TRY IT: Count the lines in the listing below that contain the string "Write", matching case exactly. Reply with the number alone.

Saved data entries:
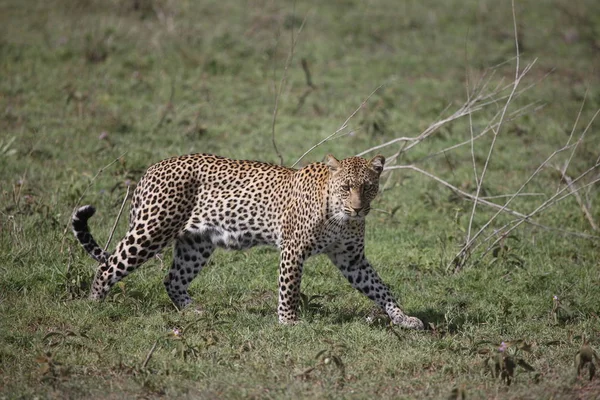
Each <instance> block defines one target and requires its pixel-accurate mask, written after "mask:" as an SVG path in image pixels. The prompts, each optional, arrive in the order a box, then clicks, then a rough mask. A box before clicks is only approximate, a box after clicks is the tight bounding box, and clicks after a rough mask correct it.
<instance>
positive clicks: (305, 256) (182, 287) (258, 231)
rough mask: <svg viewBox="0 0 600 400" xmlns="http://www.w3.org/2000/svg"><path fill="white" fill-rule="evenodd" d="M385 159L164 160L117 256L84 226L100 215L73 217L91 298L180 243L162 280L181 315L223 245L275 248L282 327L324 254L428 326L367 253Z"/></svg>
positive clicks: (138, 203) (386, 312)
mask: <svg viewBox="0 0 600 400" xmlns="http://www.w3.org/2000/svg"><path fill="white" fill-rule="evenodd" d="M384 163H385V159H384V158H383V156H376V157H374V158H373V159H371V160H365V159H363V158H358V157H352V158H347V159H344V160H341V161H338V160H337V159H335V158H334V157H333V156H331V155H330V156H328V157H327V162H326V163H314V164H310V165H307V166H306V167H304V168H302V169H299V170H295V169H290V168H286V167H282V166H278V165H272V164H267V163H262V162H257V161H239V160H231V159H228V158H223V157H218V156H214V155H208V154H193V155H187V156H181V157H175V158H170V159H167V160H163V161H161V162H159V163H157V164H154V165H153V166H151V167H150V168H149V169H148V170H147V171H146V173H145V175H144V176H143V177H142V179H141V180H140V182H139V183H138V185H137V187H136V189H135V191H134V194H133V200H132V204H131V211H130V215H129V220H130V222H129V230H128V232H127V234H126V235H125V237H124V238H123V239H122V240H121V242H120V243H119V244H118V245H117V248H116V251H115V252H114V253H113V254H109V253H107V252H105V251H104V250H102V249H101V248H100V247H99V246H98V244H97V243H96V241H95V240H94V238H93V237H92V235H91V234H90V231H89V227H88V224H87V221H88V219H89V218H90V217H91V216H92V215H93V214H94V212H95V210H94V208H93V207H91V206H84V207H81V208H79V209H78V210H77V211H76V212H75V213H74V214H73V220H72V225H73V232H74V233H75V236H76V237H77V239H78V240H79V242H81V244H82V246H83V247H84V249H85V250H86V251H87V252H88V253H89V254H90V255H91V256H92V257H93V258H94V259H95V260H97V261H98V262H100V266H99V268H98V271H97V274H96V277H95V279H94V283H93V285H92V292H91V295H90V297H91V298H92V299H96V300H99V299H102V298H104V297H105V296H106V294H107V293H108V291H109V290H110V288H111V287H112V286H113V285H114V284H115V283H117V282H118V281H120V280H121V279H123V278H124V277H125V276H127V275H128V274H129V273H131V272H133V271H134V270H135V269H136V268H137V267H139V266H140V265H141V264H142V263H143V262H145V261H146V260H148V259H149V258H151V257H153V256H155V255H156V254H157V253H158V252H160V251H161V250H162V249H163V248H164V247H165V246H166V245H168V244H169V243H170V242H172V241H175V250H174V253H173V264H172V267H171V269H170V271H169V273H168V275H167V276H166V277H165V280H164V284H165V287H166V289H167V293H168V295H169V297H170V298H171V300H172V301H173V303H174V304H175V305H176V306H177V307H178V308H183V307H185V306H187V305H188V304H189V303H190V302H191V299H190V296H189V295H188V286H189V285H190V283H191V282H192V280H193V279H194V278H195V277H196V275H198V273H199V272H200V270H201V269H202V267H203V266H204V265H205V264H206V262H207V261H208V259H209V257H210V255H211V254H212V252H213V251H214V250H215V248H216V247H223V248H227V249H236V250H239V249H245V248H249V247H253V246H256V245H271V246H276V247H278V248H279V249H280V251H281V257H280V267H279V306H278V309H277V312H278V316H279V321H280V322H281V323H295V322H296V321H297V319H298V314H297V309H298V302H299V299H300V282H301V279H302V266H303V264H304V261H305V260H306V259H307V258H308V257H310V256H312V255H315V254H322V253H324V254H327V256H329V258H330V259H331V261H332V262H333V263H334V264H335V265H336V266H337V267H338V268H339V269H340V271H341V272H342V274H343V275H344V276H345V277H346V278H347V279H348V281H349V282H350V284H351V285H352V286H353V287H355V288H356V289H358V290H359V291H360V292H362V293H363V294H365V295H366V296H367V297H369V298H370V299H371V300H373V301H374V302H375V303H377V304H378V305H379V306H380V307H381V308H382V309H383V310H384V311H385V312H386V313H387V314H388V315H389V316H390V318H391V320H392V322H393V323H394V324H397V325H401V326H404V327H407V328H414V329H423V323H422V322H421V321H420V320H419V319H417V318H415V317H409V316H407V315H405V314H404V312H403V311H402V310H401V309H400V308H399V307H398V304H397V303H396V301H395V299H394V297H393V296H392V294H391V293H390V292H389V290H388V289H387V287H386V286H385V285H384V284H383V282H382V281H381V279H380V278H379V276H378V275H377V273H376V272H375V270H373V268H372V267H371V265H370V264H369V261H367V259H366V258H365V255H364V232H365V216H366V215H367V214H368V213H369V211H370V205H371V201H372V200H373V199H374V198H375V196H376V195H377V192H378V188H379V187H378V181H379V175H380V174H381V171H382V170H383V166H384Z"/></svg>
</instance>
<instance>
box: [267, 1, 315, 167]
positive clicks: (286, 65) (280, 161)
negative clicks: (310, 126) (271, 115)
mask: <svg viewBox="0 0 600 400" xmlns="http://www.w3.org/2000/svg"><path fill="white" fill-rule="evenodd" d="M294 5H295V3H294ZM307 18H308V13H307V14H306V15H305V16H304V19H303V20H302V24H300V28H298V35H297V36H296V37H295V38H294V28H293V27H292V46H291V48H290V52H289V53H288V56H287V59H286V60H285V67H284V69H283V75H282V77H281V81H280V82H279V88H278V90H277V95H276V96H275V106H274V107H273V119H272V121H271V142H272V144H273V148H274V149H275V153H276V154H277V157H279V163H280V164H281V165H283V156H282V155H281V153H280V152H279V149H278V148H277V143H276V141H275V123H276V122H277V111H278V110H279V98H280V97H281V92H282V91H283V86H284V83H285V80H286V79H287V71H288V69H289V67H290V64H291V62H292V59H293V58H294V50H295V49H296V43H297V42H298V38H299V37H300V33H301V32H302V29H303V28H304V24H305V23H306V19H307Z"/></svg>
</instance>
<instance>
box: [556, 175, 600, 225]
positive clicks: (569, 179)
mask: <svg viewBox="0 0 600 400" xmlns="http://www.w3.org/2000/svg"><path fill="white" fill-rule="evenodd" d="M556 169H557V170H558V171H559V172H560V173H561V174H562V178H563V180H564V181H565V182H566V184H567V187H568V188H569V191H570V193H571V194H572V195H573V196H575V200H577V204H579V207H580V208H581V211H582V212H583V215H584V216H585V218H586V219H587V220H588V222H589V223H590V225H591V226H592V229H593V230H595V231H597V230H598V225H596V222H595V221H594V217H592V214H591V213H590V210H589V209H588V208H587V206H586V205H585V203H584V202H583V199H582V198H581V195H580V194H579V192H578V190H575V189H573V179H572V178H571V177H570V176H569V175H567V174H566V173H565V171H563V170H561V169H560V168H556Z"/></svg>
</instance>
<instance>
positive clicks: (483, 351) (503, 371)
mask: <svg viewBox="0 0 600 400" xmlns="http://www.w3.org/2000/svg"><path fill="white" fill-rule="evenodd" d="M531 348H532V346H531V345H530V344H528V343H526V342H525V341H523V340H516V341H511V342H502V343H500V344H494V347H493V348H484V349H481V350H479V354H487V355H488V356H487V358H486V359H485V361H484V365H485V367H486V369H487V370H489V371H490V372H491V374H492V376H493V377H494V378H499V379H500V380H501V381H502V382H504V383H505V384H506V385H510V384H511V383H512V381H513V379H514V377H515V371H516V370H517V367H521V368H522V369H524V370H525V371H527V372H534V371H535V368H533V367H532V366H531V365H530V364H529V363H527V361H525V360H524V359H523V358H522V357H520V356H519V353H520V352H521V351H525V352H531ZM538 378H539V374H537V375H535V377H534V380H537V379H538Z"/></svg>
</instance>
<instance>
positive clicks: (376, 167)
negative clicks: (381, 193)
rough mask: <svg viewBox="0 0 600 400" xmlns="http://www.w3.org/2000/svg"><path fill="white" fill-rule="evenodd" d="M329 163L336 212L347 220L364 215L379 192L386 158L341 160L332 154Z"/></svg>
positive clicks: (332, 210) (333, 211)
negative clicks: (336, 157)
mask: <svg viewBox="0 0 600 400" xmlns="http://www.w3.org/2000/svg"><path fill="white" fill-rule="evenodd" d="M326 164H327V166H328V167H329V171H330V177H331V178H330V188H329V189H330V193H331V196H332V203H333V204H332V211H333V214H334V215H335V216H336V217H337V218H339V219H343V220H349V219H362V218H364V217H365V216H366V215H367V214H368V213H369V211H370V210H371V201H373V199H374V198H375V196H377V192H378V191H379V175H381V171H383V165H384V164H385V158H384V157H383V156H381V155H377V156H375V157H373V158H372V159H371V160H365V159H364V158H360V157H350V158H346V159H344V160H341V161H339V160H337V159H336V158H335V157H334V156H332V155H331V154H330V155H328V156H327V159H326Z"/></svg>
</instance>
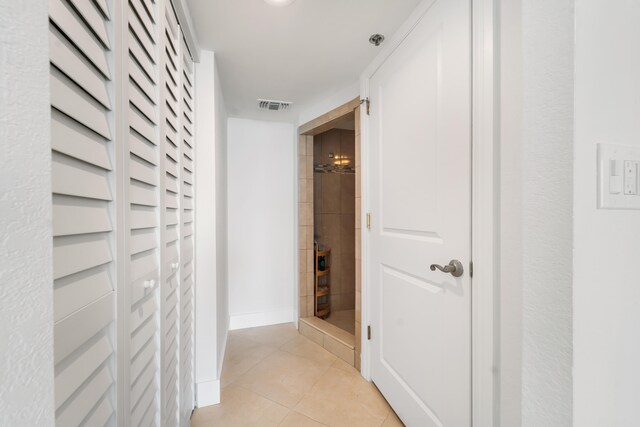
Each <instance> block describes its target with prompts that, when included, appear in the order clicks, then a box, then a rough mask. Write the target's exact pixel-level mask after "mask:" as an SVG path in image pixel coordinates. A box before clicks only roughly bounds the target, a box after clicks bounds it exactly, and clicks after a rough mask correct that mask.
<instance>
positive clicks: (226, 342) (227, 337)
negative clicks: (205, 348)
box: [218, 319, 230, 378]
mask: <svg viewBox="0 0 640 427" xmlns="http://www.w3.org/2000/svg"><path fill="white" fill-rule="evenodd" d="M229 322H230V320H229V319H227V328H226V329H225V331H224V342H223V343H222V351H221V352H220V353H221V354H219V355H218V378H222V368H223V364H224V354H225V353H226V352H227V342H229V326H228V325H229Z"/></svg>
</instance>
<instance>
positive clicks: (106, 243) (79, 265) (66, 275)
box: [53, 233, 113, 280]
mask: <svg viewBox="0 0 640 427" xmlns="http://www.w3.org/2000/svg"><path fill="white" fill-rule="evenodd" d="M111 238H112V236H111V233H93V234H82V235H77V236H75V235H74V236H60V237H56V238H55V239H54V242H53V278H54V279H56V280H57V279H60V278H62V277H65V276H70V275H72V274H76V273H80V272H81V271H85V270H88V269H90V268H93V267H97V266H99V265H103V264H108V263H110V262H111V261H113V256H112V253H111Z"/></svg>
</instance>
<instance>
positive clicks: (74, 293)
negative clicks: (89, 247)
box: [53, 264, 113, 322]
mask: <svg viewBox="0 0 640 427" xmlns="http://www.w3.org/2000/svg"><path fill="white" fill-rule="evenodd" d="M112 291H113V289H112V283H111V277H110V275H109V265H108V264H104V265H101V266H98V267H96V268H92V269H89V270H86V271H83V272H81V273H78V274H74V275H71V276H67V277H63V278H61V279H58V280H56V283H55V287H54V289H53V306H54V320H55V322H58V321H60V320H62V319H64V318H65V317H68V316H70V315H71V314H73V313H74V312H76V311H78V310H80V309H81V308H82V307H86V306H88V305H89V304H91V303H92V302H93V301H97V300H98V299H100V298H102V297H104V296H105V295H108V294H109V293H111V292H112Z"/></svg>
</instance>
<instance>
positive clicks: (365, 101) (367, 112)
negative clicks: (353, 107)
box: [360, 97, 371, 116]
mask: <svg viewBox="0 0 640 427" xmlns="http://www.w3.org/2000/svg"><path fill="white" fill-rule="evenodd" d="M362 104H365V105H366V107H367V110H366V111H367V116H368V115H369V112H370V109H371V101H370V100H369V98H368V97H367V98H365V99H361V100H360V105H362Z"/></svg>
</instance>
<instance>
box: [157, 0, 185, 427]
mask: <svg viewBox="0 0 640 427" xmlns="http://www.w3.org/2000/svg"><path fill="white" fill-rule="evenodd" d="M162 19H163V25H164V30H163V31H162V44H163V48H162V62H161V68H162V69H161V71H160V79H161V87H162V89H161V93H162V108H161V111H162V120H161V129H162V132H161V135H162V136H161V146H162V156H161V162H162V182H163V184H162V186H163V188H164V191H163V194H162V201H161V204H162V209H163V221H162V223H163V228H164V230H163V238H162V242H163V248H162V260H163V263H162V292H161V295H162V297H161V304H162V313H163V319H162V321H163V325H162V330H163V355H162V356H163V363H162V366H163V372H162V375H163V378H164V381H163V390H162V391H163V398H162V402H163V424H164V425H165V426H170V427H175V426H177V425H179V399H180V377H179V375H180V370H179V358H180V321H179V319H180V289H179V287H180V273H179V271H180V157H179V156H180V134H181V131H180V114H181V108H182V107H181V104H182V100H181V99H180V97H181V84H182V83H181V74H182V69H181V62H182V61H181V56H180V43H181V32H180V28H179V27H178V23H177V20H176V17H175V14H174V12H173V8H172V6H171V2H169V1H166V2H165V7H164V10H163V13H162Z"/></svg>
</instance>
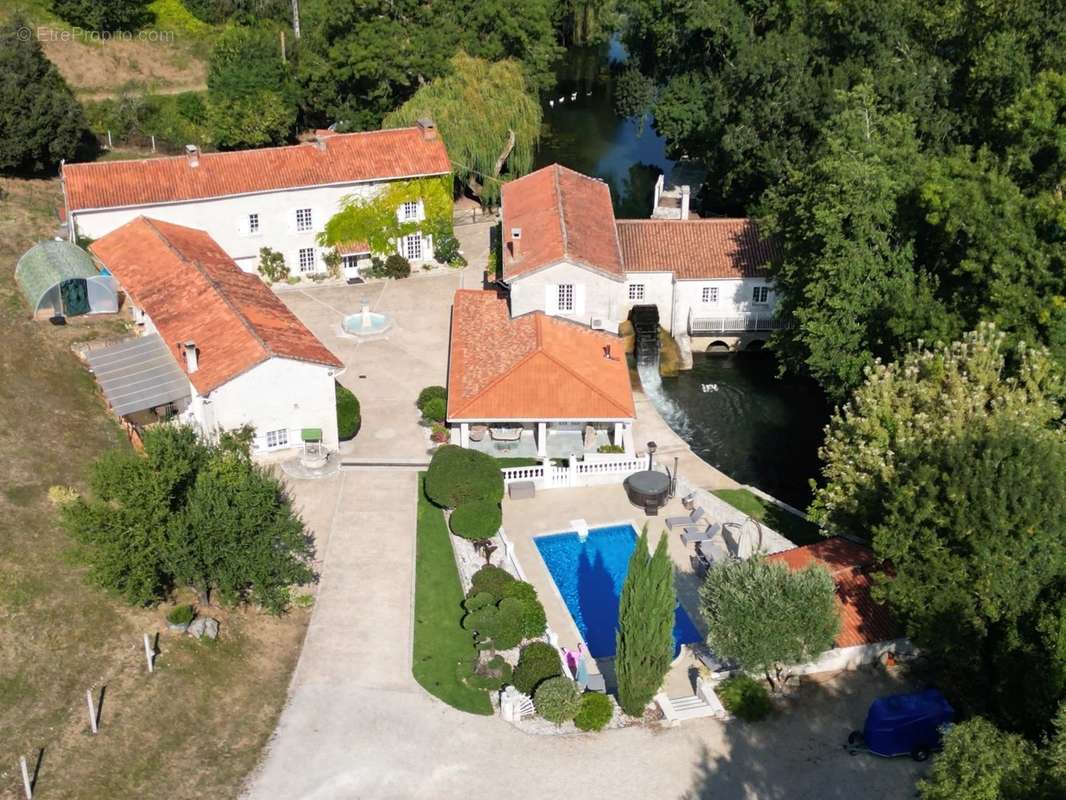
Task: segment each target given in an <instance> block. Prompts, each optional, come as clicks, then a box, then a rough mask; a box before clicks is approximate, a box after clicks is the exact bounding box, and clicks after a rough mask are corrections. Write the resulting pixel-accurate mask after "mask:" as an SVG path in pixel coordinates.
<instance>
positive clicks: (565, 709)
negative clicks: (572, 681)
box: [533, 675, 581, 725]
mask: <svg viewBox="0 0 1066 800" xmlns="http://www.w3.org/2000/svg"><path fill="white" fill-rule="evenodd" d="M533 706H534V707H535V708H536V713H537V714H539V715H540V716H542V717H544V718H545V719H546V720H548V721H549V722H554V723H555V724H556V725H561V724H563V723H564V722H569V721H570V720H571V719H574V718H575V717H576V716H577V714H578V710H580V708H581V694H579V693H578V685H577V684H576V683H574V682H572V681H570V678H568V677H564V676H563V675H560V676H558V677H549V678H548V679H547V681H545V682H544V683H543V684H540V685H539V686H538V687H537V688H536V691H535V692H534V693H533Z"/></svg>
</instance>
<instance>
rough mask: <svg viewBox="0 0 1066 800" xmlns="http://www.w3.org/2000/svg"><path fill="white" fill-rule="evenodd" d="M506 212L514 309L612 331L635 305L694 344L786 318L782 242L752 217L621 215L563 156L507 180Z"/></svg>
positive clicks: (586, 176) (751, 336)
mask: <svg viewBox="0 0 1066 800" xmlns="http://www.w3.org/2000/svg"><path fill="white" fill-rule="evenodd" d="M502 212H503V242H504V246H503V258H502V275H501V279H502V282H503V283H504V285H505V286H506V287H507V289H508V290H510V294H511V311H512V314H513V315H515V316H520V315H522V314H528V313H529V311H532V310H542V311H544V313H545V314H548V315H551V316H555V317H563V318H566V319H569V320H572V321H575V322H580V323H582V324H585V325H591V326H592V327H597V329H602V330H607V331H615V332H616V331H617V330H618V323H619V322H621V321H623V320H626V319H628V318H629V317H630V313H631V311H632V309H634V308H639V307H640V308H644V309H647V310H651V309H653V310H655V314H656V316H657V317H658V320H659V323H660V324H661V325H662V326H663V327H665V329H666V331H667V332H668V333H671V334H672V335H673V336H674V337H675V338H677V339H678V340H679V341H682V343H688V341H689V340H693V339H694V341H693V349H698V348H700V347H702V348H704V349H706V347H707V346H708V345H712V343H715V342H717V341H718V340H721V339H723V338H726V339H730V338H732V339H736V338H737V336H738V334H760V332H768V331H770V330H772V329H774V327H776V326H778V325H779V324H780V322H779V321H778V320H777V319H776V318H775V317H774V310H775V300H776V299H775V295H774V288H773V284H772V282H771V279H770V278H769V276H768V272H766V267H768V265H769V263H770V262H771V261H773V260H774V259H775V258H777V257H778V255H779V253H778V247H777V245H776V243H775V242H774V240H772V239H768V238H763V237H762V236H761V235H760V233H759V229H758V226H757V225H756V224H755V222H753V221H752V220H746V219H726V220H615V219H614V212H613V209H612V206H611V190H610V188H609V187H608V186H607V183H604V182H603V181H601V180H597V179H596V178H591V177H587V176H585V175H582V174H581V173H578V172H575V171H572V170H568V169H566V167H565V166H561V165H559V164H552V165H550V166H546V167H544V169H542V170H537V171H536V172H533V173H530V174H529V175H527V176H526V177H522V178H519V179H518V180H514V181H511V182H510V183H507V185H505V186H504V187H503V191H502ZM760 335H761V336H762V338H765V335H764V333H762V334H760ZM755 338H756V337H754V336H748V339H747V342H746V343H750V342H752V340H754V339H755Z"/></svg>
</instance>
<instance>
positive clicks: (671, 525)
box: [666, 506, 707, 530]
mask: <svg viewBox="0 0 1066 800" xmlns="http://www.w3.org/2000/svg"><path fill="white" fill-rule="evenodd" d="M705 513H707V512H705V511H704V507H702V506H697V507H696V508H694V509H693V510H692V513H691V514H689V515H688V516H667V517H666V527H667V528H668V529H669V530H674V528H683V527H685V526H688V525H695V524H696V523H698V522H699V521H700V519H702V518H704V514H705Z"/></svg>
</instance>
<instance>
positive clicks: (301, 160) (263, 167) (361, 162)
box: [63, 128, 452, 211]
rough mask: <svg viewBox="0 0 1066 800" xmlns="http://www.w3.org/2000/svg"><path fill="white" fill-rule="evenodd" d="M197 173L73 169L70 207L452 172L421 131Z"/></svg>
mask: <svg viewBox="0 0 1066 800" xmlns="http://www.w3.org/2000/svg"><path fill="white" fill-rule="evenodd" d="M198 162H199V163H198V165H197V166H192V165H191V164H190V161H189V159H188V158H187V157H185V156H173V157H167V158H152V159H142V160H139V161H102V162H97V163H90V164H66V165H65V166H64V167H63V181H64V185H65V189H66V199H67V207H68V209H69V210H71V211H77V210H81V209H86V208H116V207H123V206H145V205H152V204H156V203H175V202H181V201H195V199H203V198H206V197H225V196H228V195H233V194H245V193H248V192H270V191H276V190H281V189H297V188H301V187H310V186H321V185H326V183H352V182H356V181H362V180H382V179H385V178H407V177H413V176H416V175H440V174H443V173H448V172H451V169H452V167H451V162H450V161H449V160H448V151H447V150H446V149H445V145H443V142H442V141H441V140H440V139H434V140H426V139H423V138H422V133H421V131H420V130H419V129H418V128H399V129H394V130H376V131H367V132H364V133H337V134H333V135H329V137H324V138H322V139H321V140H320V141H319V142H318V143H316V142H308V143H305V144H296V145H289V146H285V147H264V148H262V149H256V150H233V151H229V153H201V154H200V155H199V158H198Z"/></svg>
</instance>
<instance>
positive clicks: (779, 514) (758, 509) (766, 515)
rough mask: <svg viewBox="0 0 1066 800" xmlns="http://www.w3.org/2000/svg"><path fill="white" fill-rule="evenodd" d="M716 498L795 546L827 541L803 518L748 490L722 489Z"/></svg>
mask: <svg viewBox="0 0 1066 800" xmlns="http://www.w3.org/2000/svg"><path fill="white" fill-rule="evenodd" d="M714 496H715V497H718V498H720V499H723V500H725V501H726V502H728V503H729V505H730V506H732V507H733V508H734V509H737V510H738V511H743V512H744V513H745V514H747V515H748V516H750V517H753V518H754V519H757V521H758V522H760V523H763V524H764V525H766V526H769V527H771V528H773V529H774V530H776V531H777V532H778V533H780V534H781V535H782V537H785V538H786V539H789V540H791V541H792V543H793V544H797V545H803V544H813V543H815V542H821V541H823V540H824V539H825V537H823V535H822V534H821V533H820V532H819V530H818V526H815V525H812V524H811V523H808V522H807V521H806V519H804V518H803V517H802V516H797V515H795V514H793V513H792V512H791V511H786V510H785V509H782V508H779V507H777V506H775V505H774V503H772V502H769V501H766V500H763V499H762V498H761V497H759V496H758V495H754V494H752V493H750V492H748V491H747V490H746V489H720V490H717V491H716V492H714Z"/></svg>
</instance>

WRITTEN RESPONSE: 2